▶ [Solicitação escrita 1]:
Identifique, entre as linhas apresentadas abaixo, todas as que contêm a palavra "house" e copie cada uma delas por inteiro.

▶ [Documento]:
==============================
Devidamente “frustrados”, no parágrafo anterior, na tentativa de chegarmos a uma análise “pura” do conteúdo da poesia de Paulo, vamos agora a um voo geral pelo lado da forma. Não tenhamos dúvidas. Também vamos nos frustrar aqui (ou será que essa dupla frustração é a mais importante e saudável anti-frustração, que “salva” a poesia de ser plenamente redutível a análise literário-filosófica?). Salta aos olhos a subdivisão das poesias em “capítulos” cujos títulos, extraídos da liturgia católica, são extremamente ricos de simbolismo, inclusive quanto ao que poderíamos denominar de “beleza arquetípica do latim”. Tudo a serviço inquestionável (?) do sagrado. Outro aspecto mórfico da presente poesia de Paulo é o seu português extremamente rico e rebuscado. Quer a forma (estética) aqui rivalizar com o conteúdo?

Uma vez definitiva e felizmente frustrados no voo geral acima, está na hora de degustarmos cada poema do texto de Paulo. Ou pelo menos, alguns deles.

INTROITUS
Monastérion – Paulo começa (não é preciso mais dizer que é – primariamente – na apreciação ou ponto de vista do presente leitor) com uma bela metáfora (espacial) do nosso interior. Ele o fará outras vezes ao longo do texto, com outras metáforas.

KYRIE
Saga – aqui cada estrofe de cinco versos apresenta uma estrutura espacial clara: dois alinhamentos diferentes, alternando-se: o alinhamento mais interno (por onde Paulo começa a primeira estrofe) corresponderia à saga de um sujeito histórico; é o tempo propriamente dito. “Séculos e séculos nos breus”. O alinhamento mais externo (a partir da segunda estrofe) chama um sujeito heróico. Haverá mais algum sujeito?
==============================
▶ [Linhas listadas]:
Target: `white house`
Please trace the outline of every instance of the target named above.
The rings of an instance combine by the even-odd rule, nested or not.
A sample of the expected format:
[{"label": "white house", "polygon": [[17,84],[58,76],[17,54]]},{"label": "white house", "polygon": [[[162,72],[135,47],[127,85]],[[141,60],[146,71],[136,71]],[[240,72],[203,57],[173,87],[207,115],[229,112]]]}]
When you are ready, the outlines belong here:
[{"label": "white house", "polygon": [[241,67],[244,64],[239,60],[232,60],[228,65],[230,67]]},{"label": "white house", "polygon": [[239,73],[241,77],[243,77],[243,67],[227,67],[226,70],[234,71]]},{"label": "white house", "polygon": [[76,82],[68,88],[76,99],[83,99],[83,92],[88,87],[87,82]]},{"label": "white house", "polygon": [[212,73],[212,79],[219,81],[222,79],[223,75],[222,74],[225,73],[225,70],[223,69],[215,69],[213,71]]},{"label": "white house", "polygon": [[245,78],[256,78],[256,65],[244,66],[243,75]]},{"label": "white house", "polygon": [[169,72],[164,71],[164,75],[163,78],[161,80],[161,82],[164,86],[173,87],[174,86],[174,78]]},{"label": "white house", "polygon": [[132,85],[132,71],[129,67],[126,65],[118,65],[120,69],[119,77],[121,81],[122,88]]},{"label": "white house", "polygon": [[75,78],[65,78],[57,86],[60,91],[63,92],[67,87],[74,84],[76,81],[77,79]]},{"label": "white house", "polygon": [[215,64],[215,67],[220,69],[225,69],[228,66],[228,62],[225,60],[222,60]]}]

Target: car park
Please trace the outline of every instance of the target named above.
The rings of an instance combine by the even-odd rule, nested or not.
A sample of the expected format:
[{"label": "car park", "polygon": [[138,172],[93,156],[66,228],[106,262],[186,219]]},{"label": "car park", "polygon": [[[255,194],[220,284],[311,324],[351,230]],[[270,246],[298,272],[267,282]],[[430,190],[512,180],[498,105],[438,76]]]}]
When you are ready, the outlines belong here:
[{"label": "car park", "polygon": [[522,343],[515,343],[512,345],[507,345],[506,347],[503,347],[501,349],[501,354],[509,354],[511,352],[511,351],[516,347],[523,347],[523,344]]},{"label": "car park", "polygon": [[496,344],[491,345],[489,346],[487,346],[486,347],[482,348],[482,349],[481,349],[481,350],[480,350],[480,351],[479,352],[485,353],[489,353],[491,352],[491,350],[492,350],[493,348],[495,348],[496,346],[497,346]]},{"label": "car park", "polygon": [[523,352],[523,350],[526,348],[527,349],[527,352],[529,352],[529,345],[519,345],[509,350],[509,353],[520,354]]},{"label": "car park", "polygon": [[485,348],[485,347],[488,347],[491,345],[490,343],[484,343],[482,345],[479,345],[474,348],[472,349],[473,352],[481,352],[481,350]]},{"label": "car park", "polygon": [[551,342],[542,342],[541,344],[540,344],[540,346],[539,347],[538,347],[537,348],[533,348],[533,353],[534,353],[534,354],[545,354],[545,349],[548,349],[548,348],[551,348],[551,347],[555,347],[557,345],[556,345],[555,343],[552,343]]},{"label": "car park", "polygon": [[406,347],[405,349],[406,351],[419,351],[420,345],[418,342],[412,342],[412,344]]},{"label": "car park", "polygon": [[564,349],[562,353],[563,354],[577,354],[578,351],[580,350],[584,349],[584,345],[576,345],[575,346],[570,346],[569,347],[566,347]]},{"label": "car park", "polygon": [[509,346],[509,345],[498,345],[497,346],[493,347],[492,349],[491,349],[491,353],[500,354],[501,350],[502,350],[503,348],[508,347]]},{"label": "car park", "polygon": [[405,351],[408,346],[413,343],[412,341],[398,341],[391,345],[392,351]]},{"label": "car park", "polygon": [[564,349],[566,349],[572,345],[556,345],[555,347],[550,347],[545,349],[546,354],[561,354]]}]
==============================
▶ [Solicitação escrita 2]:
Traduza para o inglês a seguinte frase do documento: "Outro aspecto mórfico da presente poesia de Paulo é o seu português extremamente rico e rebuscado."

▶ [Solução do exercício 1]:
Target: `white house`
[{"label": "white house", "polygon": [[17,84],[58,76],[17,54]]},{"label": "white house", "polygon": [[[162,72],[135,47],[127,85]],[[141,60],[146,71],[136,71]],[[240,72],[203,57],[173,87],[207,115],[229,112]]]}]
[{"label": "white house", "polygon": [[241,67],[244,64],[239,60],[232,60],[228,65],[230,67]]},{"label": "white house", "polygon": [[239,73],[241,77],[243,77],[243,67],[227,67],[226,70],[234,71]]},{"label": "white house", "polygon": [[76,82],[68,88],[76,99],[83,99],[83,92],[88,87],[87,82]]},{"label": "white house", "polygon": [[212,73],[212,79],[219,81],[222,79],[223,75],[222,74],[225,73],[225,70],[223,69],[215,69],[213,71]]},{"label": "white house", "polygon": [[245,78],[256,78],[256,65],[244,66],[243,75]]},{"label": "white house", "polygon": [[169,72],[164,71],[164,75],[163,78],[161,80],[161,82],[164,86],[173,87],[174,86],[174,78]]},{"label": "white house", "polygon": [[132,85],[132,71],[129,67],[126,65],[118,65],[120,69],[119,77],[121,81],[122,88]]},{"label": "white house", "polygon": [[75,78],[65,78],[57,86],[60,91],[63,92],[67,87],[74,84],[76,81],[77,79]]},{"label": "white house", "polygon": [[215,64],[215,67],[220,69],[225,69],[228,66],[228,62],[225,60],[222,60]]}]

▶ [Solução do exercício 2]:
Another morphic aspect of this poetry by Paulo is its extremely rich and ornate Portuguese.